- Texte source
####
Exposition Mitja Tusek, Ceysson & Bénétière, Domaine de Panery, 2024

 

Exposition Mitja Tusek  ici, ailleurs

Ceysson & Bénétière au Domaine de Panery ( près d’Uzès)

Du 19 janvier au 20 février 2024

 

 

Mitja Tusek, Fact checking, 2016

 

                                         Pièges

 

 

 Il est des rencontres fortuites qui ouvrent le regard sur un ailleurs caché. Ainsi Michel Duport, artiste bien connu, qui passait voir les « forêts » de Mitja Tusek a évoqué devant moi cette notion de piège. En effet, les toiles de l’artiste d’envergure internationale, d’origine slovène et de nationalité suisse proposent un résultat visuel où ses écrasés de peinture constituent une idée de forêt ou plus précisément encore un piège abstrait ou s’égare une idée figurative. Que voyons-nous véritablement ? Et que fantasmons-nous inconsciemment ?
####
- Consigne a
Déterminez combien de lignes des enregistrements contiennent le mot « covered », et donnez uniquement ce nombre.

- Lignes
####
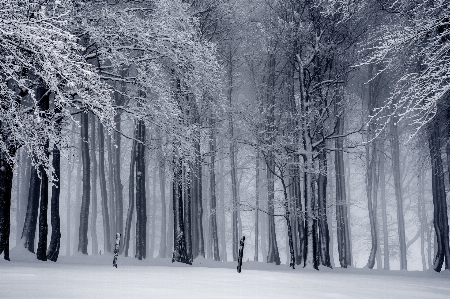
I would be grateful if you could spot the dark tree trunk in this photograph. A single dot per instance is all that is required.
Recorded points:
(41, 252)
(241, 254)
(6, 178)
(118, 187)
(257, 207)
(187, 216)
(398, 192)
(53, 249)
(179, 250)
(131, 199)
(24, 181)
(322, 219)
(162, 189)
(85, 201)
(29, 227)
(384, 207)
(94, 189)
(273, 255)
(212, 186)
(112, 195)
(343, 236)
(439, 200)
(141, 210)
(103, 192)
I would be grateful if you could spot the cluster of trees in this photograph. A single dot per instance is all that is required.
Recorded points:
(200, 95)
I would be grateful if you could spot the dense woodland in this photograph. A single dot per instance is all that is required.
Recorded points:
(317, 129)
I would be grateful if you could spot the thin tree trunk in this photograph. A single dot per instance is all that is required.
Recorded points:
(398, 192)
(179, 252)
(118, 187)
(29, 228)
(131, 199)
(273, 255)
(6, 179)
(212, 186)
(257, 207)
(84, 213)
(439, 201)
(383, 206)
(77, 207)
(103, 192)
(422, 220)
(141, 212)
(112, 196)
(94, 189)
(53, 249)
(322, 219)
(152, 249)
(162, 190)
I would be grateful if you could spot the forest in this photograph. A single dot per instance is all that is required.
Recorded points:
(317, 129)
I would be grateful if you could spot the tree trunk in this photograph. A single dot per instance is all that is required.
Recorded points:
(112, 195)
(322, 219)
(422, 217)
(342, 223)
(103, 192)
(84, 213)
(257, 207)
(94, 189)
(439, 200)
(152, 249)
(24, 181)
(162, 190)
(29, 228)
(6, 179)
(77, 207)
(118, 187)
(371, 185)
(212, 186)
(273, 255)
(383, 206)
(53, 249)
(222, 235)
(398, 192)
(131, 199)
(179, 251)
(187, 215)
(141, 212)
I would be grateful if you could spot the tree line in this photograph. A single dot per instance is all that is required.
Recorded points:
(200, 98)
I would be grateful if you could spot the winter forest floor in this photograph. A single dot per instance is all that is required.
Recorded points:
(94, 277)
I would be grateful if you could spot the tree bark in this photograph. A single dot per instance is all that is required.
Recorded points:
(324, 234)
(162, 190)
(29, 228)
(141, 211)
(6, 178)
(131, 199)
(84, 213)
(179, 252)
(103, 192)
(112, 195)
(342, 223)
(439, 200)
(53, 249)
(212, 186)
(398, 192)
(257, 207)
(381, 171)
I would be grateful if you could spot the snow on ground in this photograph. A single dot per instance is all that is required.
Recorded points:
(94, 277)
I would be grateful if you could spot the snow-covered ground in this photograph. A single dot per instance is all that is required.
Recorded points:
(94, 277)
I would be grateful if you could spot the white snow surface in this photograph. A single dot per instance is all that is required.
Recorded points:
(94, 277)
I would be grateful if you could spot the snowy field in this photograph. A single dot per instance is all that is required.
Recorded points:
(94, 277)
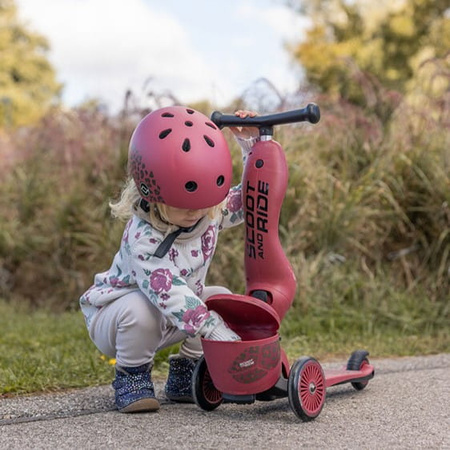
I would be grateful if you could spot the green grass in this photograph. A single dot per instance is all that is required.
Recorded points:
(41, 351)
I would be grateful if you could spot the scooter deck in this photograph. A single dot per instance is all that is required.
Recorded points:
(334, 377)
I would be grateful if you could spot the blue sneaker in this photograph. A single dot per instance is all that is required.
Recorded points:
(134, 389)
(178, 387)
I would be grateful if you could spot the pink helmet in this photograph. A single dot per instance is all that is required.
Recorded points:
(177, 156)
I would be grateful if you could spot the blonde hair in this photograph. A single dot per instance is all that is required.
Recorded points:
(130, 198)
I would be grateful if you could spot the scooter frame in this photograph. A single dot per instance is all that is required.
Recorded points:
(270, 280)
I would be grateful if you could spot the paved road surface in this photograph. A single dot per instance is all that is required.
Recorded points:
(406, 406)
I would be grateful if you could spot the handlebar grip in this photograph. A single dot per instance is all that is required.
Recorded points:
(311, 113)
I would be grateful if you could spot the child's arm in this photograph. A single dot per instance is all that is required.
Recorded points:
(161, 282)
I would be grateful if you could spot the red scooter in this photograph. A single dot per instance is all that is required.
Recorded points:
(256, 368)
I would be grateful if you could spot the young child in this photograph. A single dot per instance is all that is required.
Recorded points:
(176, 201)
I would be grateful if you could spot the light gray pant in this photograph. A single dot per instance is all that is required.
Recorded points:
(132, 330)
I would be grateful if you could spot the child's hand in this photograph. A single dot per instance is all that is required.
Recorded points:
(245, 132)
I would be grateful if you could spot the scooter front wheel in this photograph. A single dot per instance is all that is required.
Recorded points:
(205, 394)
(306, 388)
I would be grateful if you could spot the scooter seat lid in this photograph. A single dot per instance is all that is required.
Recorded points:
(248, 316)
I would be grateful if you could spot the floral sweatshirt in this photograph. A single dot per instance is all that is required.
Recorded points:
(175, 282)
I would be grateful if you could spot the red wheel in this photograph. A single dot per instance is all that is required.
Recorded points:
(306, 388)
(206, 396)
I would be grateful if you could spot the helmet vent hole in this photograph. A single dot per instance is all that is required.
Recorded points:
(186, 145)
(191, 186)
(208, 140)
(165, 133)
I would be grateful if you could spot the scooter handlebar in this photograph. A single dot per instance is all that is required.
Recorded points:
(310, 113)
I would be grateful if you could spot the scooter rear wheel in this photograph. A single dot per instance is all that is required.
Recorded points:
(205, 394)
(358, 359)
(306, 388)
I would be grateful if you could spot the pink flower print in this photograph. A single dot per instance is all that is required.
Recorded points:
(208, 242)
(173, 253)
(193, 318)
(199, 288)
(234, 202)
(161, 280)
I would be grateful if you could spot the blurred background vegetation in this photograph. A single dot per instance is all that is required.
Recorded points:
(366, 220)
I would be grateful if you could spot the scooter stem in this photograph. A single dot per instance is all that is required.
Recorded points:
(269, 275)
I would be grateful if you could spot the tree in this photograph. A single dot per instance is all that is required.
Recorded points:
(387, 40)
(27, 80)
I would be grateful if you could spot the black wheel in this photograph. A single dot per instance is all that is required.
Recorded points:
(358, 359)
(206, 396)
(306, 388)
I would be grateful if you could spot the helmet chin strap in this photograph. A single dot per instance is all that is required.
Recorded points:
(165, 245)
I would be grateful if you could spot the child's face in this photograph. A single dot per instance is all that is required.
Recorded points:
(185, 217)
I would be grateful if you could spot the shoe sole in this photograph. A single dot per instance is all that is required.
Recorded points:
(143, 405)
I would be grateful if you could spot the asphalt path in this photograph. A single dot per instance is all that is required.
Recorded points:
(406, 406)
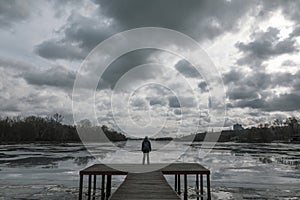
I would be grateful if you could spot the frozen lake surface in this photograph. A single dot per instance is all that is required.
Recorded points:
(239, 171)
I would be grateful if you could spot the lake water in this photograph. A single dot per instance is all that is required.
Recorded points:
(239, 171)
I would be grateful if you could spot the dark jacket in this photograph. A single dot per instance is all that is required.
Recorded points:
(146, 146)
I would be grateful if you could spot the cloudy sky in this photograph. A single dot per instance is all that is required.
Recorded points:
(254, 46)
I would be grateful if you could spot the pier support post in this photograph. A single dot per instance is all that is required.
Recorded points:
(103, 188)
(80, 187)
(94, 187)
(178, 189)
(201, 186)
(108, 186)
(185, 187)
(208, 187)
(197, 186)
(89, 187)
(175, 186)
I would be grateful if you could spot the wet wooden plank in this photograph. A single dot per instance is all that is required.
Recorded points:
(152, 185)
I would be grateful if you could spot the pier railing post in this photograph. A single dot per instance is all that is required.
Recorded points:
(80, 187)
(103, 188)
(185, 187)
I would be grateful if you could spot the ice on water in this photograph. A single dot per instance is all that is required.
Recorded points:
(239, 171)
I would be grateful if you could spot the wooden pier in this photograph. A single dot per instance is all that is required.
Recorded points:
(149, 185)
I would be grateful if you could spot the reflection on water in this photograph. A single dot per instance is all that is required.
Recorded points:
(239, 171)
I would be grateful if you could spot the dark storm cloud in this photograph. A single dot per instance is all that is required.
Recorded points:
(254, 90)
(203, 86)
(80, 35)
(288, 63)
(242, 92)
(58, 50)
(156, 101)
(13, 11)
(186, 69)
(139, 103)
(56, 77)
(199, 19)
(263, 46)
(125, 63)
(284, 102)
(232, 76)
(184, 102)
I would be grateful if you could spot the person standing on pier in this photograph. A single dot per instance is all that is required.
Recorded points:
####
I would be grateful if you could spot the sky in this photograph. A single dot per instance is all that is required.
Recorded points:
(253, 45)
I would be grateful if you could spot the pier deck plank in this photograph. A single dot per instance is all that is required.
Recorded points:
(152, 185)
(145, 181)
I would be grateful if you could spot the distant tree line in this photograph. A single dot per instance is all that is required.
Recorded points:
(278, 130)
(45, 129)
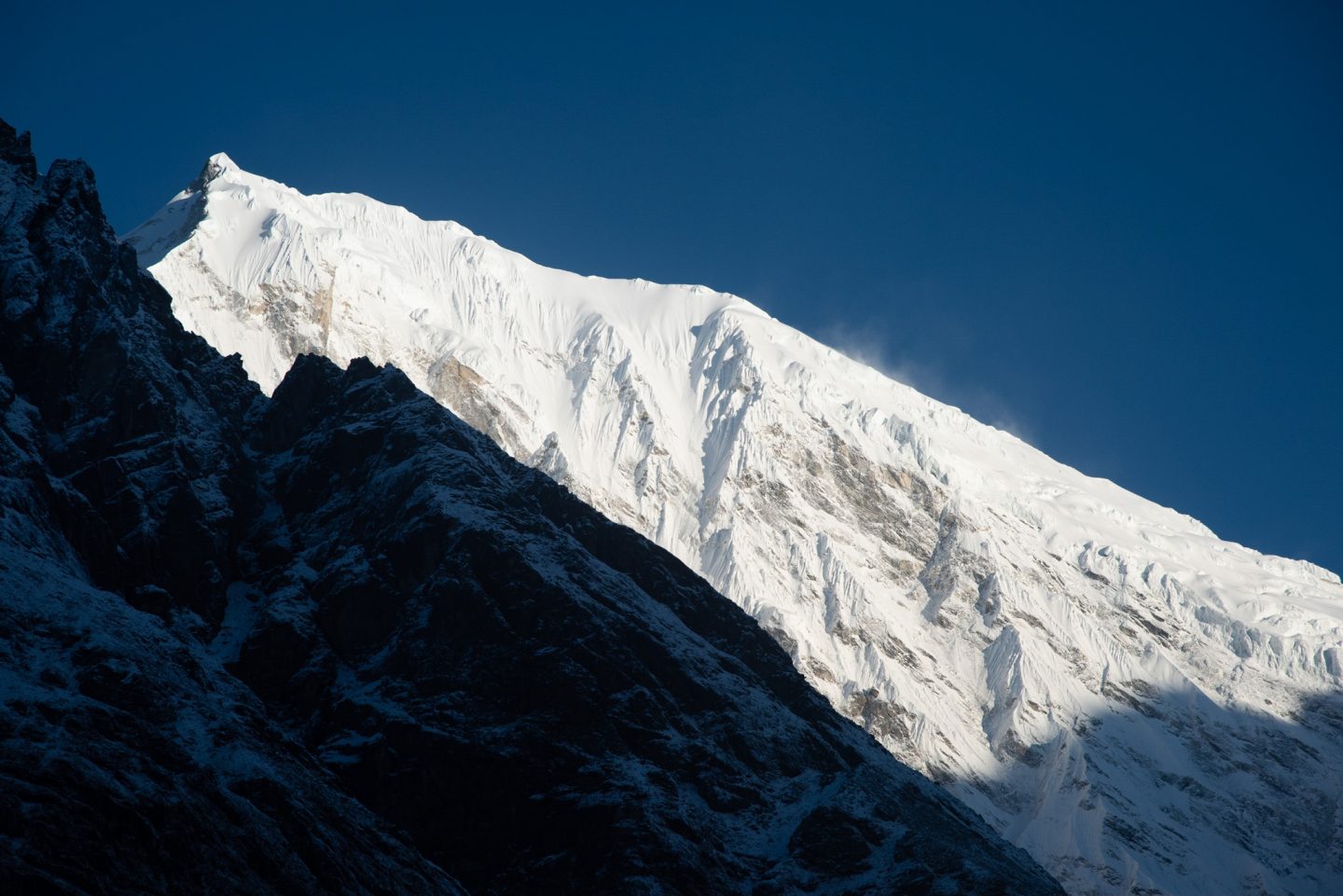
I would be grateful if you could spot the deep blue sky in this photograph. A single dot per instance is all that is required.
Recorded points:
####
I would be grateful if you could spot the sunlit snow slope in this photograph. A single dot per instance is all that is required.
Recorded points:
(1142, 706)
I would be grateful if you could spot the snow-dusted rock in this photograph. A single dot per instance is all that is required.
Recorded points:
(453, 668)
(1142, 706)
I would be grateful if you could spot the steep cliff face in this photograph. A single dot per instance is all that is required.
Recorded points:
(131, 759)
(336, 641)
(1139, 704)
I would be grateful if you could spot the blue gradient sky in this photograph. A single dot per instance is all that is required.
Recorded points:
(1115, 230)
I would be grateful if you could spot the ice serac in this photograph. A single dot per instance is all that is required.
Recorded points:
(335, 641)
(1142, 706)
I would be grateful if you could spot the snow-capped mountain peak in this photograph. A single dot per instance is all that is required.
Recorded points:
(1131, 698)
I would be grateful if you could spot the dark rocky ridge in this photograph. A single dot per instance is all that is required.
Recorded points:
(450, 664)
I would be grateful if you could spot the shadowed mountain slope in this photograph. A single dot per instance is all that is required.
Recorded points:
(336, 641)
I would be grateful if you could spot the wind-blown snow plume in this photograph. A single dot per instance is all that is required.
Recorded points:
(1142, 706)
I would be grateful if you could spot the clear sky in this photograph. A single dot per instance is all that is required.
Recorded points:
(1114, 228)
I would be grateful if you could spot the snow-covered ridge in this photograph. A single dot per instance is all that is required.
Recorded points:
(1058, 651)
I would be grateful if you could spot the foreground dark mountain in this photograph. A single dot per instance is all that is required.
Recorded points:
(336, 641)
####
- Consigne b
Recopiez le passage du texte sur l'exposition Mitja Tusek compris entre « Exposition Mitja Tusek, Ceysson » et « ( près d’Uzès) », bornes incluses.

- Résultat a
2

- Résultat b
Exposition Mitja Tusek, Ceysson & Bénétière, Domaine de Panery, 2024

 

Exposition Mitja Tusek  ici, ailleurs

Ceysson & Bénétière au Domaine de Panery ( près d’Uzès)